#### Exercise goal:
Scale everything from the line containing "Task: mark each instance of the drawer" down to the end of the listing, and give those lines again with the requests included. Multiply each point coordinate in the answers by 0.6 and round it to a whole number, rounding halves up; keep the requests unchanged.

#### Saved data entries:
((

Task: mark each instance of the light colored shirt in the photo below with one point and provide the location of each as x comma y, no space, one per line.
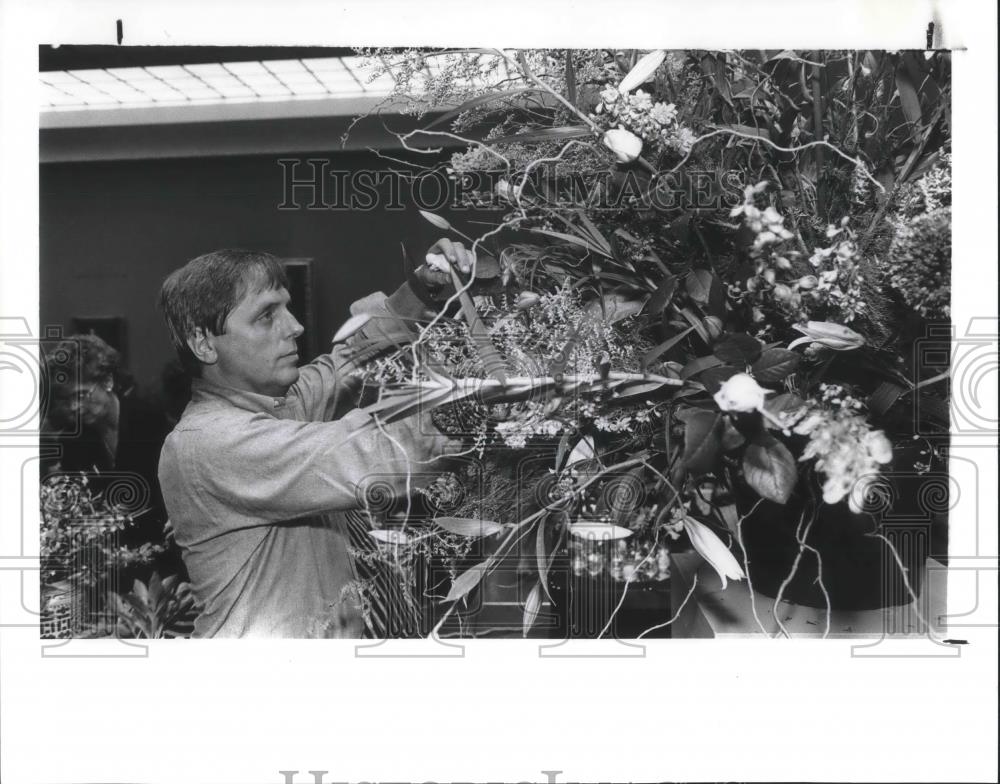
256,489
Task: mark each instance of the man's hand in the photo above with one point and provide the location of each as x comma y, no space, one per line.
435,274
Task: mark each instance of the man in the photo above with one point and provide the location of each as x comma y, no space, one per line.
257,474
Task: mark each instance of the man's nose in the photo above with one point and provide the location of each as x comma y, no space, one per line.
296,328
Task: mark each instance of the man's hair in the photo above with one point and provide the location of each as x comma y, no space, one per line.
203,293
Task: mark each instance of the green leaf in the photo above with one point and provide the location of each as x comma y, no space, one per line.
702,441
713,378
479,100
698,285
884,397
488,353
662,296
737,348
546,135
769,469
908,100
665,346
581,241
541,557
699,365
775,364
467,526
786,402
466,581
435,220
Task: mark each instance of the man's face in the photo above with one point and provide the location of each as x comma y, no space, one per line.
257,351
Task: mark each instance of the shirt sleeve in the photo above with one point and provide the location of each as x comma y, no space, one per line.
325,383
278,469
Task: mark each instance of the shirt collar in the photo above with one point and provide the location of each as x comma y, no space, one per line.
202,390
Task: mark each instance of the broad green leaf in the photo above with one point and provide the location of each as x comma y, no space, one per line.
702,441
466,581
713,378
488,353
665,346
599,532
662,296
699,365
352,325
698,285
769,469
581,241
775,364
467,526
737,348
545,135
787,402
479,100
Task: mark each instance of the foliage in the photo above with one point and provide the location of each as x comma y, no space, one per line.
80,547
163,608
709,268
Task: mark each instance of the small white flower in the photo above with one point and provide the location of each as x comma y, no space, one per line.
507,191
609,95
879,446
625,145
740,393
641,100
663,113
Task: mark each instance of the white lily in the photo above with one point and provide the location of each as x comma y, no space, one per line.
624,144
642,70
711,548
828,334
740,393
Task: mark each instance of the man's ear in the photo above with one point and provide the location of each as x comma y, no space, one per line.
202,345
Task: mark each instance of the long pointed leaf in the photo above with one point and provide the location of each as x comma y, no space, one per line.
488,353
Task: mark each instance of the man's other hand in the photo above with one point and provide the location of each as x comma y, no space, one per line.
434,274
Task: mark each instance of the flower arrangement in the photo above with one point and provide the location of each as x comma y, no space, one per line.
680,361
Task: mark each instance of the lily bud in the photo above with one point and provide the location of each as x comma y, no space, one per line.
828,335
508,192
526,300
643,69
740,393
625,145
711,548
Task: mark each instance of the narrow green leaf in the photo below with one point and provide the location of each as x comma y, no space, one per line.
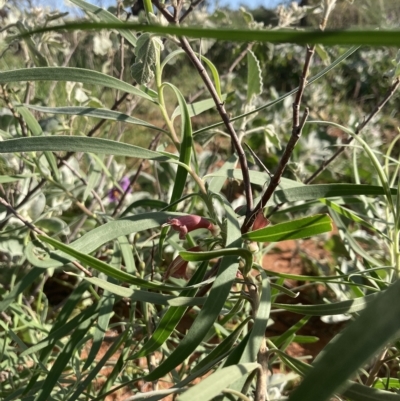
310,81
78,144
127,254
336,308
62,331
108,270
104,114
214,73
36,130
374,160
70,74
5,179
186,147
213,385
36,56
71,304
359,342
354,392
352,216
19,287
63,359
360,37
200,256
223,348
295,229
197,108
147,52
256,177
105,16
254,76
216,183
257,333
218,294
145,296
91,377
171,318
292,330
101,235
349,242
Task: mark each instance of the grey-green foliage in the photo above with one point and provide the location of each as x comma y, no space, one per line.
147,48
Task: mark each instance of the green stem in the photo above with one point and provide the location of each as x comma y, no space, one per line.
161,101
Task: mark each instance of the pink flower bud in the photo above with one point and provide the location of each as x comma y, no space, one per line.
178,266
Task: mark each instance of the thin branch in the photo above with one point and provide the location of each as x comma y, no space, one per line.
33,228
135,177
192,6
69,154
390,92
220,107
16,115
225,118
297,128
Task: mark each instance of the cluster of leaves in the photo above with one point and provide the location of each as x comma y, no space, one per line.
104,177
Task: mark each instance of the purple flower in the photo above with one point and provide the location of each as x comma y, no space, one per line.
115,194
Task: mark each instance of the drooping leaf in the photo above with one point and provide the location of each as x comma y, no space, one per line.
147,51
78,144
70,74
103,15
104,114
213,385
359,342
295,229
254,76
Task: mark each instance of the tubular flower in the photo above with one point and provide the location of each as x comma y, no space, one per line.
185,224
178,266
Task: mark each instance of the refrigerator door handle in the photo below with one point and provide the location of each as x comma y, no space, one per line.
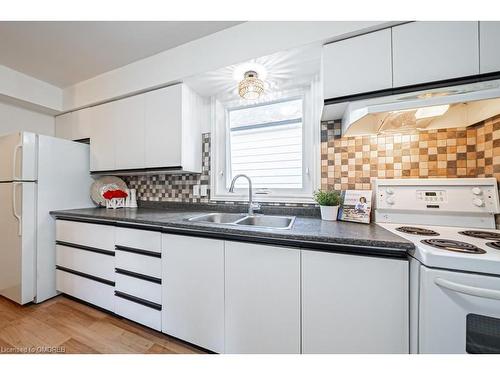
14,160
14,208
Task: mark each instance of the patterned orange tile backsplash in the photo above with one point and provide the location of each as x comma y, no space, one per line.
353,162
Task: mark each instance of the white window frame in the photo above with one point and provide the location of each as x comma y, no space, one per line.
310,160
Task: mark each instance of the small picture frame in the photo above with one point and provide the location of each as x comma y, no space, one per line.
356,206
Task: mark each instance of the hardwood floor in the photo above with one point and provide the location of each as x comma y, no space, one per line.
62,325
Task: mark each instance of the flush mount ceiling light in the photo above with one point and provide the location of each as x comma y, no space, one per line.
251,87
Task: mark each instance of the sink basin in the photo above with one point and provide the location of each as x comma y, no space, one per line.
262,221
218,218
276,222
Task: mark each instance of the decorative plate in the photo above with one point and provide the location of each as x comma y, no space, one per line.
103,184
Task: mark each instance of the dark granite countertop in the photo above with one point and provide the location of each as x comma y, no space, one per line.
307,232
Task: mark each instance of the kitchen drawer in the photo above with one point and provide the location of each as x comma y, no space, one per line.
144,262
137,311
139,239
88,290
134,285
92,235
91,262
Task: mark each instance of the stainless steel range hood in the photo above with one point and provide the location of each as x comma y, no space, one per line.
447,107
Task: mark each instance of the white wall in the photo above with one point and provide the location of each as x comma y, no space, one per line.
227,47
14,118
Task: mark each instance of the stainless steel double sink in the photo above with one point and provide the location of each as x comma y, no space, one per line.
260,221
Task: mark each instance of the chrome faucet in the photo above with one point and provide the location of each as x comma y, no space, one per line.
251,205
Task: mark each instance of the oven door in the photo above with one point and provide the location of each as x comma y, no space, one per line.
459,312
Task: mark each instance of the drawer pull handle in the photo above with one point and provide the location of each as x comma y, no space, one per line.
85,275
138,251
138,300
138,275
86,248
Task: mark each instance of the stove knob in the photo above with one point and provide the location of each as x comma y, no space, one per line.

))

#### Correct response:
Task: mark each instance of the drawer pull handle in the photo above with one point and provide the location of each as x comma y, no space, one per line.
51,165
83,151
83,180
83,165
52,149
Task: mark each instance of the stove knob in the photo above with one point and provide the location of each as x comma y, no space, one per line.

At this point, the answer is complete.